- **JOB**: Duplicate every line from the one containing "Q: innermost point of each instance of the green" down to the one containing "column 858, row 719", including both of those lines. Omit the pictures from your answer.

(Records drawn from a data source)
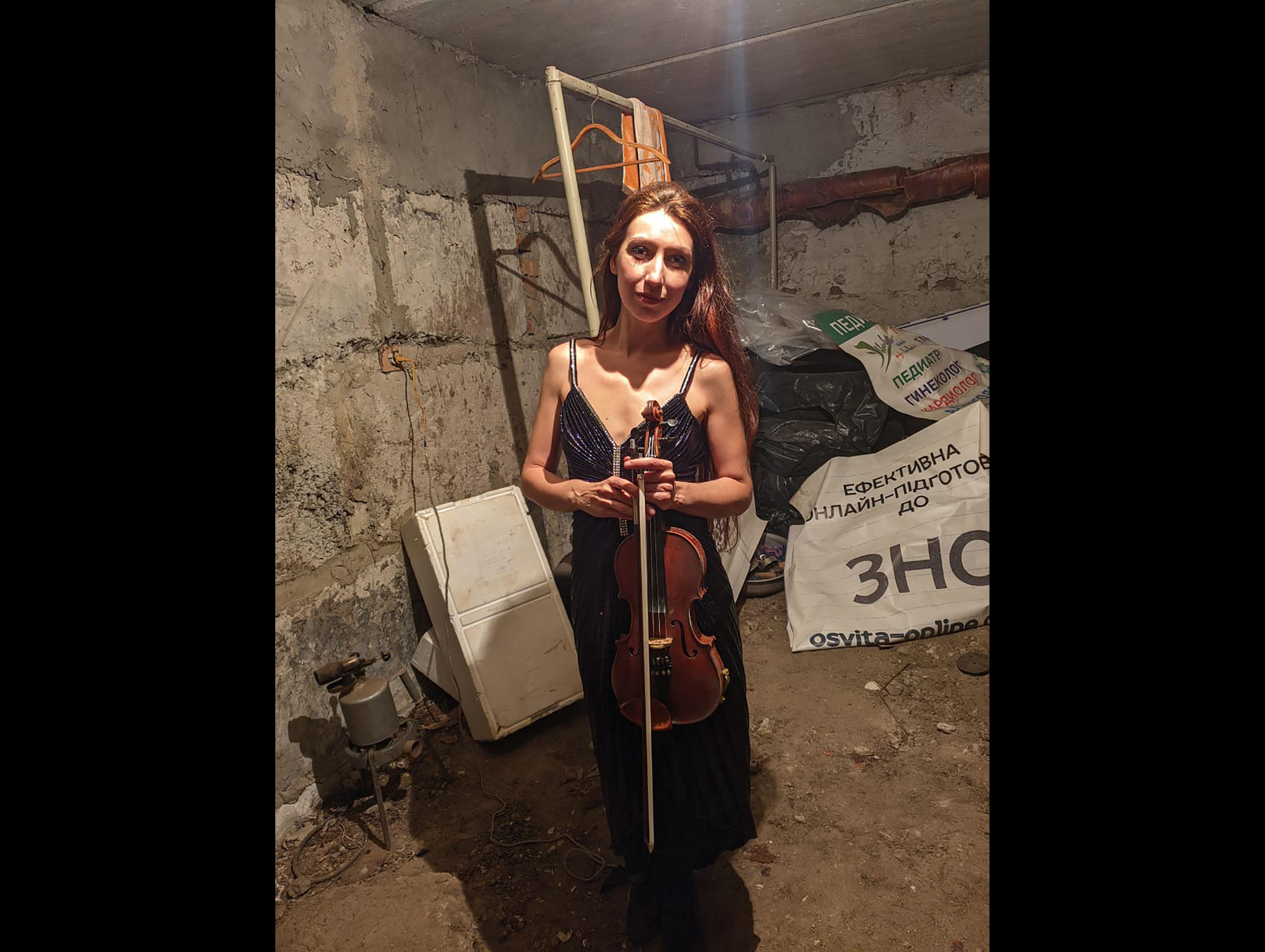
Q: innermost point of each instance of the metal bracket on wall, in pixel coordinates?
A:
(387, 353)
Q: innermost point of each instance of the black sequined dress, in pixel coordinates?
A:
(701, 772)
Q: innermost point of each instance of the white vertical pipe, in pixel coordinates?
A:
(569, 181)
(773, 225)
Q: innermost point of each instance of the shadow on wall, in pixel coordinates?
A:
(603, 199)
(324, 743)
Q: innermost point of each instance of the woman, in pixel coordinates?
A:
(667, 334)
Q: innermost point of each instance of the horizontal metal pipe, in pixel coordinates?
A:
(593, 92)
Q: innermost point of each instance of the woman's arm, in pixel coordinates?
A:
(729, 492)
(613, 497)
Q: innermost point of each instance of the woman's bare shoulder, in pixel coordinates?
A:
(714, 371)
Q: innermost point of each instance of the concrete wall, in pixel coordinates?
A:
(403, 200)
(930, 261)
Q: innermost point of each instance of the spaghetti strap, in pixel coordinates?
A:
(690, 373)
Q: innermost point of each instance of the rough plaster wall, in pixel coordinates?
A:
(932, 260)
(403, 208)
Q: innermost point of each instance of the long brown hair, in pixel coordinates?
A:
(706, 315)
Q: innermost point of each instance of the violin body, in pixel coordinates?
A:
(687, 678)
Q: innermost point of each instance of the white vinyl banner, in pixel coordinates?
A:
(895, 545)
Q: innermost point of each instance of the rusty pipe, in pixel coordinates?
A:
(835, 199)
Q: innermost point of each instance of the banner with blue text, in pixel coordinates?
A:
(895, 545)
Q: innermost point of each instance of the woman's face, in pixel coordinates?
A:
(652, 266)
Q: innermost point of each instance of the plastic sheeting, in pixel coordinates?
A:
(814, 409)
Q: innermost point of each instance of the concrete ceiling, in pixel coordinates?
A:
(700, 60)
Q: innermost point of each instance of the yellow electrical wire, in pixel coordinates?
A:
(412, 370)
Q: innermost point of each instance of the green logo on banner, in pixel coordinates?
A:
(842, 326)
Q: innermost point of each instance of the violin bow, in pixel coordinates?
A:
(647, 720)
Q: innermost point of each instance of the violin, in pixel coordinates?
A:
(663, 657)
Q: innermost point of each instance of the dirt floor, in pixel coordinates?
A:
(871, 807)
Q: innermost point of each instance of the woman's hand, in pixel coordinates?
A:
(661, 482)
(612, 499)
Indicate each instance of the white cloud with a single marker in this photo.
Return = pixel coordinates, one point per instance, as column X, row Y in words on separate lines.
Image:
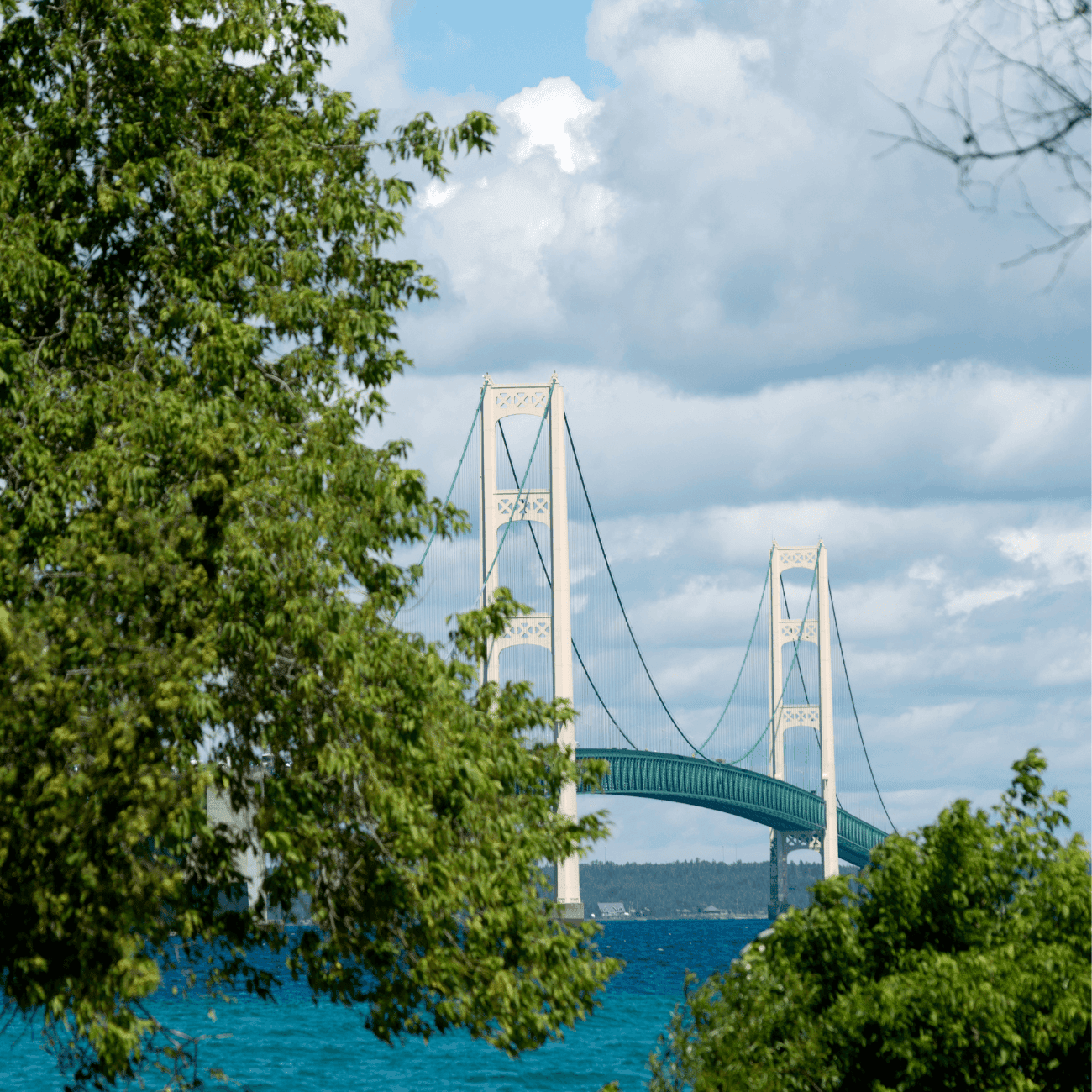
column 1062, row 550
column 554, row 115
column 688, row 249
column 972, row 599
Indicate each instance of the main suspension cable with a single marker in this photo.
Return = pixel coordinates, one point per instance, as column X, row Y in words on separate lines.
column 640, row 655
column 546, row 574
column 858, row 719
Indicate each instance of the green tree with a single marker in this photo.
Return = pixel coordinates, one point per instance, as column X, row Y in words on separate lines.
column 958, row 960
column 196, row 555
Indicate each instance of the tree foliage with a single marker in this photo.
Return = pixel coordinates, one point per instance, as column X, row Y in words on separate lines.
column 1011, row 87
column 196, row 553
column 959, row 960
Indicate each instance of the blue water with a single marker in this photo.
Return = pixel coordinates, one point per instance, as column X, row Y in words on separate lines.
column 297, row 1047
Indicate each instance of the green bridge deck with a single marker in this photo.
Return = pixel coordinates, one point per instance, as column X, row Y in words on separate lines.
column 727, row 789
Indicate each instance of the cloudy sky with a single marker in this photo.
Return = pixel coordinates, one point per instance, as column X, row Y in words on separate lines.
column 765, row 328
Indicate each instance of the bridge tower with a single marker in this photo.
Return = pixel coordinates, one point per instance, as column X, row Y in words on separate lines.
column 552, row 630
column 785, row 717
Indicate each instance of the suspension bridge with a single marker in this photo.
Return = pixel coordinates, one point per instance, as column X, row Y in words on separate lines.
column 785, row 749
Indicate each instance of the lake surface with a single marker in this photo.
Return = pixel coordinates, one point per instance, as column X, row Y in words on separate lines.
column 297, row 1047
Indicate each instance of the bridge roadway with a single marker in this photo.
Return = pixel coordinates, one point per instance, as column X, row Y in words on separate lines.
column 723, row 787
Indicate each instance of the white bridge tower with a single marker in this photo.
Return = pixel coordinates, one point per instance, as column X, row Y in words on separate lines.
column 785, row 717
column 552, row 630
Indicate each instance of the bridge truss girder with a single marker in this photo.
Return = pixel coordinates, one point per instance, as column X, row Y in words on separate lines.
column 721, row 787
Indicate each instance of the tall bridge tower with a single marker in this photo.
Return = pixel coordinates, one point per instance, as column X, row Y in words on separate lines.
column 809, row 717
column 553, row 630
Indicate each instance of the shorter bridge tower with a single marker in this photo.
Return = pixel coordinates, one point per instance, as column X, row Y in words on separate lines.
column 552, row 630
column 809, row 717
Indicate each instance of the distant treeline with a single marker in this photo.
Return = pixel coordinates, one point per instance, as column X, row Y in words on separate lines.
column 669, row 889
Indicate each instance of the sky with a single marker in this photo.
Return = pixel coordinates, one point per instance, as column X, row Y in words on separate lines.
column 764, row 328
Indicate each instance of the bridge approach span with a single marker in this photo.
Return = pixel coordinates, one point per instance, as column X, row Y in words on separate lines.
column 738, row 792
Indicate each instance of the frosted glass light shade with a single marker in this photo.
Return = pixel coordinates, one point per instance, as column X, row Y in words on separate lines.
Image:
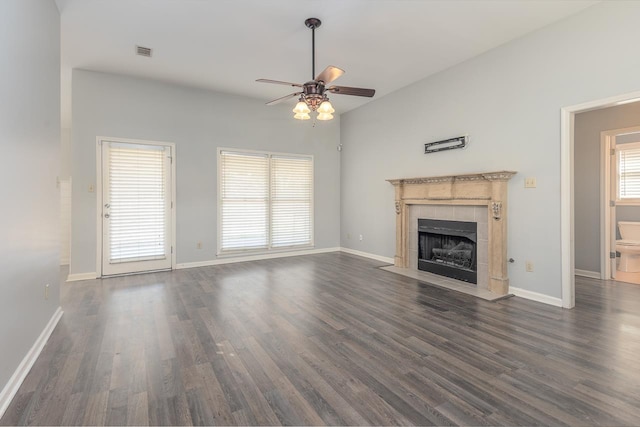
column 302, row 116
column 326, row 108
column 301, row 108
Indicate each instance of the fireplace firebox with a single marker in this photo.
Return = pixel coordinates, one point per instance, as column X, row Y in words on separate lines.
column 448, row 248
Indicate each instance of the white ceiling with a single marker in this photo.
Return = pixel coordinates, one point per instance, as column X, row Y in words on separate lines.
column 225, row 45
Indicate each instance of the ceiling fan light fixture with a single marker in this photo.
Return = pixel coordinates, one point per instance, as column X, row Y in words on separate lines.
column 301, row 108
column 312, row 94
column 302, row 116
column 326, row 108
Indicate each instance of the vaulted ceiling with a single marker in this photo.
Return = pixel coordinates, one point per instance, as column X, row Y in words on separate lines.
column 225, row 45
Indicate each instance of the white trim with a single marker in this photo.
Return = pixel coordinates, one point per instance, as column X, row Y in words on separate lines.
column 253, row 258
column 587, row 273
column 567, row 244
column 367, row 255
column 535, row 296
column 11, row 388
column 606, row 140
column 98, row 190
column 82, row 276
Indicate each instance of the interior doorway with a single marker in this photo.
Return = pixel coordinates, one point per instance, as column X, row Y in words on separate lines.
column 620, row 203
column 136, row 203
column 567, row 187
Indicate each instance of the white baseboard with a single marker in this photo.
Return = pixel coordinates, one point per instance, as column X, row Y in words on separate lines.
column 587, row 273
column 367, row 255
column 259, row 257
column 82, row 276
column 535, row 296
column 11, row 388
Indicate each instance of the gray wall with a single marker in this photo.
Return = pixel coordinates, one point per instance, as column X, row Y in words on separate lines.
column 508, row 100
column 588, row 127
column 198, row 122
column 30, row 135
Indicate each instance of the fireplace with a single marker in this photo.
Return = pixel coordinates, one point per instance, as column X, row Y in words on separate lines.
column 483, row 195
column 448, row 248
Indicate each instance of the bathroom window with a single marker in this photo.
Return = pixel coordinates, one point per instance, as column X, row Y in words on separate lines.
column 628, row 162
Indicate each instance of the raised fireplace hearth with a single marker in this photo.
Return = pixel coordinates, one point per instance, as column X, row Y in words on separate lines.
column 480, row 198
column 448, row 248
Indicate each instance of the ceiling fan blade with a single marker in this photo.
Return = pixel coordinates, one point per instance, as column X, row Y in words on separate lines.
column 278, row 82
column 329, row 74
column 357, row 91
column 284, row 98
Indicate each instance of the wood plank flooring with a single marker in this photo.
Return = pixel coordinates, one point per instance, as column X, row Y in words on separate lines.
column 330, row 339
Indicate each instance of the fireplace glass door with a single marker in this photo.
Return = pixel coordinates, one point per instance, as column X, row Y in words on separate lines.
column 448, row 248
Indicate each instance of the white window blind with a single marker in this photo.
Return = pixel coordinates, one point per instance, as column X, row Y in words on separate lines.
column 265, row 200
column 628, row 171
column 291, row 195
column 137, row 197
column 244, row 188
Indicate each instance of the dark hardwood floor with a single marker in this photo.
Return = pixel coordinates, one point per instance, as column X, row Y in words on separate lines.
column 330, row 339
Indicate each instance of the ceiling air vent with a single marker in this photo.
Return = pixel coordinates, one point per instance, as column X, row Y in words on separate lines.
column 143, row 51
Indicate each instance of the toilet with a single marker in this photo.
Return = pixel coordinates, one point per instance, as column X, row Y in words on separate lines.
column 629, row 246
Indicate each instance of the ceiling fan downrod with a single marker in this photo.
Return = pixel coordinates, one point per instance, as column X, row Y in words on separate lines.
column 313, row 23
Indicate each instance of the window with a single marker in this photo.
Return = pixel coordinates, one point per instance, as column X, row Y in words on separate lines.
column 265, row 200
column 628, row 173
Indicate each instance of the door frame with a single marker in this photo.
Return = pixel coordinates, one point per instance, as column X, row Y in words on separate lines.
column 567, row 208
column 98, row 190
column 607, row 222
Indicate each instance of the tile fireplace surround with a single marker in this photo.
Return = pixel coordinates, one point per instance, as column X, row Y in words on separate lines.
column 471, row 194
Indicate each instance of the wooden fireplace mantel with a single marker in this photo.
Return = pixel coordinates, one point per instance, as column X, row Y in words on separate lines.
column 480, row 189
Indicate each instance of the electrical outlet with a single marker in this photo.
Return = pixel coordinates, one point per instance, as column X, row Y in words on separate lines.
column 528, row 266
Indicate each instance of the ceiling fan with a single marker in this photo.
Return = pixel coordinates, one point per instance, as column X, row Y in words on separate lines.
column 313, row 94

- **FINISHED ANSWER**:
Q: innermost point of each instance of the green logo on banner, in pixel coordinates?
A:
(842, 326)
Q: innermost point of each instance of the violin bow, in pixel coordinates?
A:
(647, 720)
Q: innermost point of each instance of the violin, in pixel coordinates?
A:
(663, 657)
Q: innermost point of each instance of the dirt floor, in pixel coordinates?
A:
(871, 807)
Q: innermost point of each instance of the woman's hand, in pixel coordinates?
A:
(661, 482)
(612, 499)
Indicate each instance of the white cloud with a single marker in this photo.
Return = pixel coordinates, one point per instance, as column X, row Y in words on separate lines.
Image:
column 1062, row 550
column 554, row 115
column 688, row 249
column 972, row 599
Indicate each instance of the main suspension cable with a single marker in this photo.
Return = pixel coordinates, one point per instance, as column X, row Y in words on separate lines.
column 640, row 655
column 546, row 574
column 858, row 719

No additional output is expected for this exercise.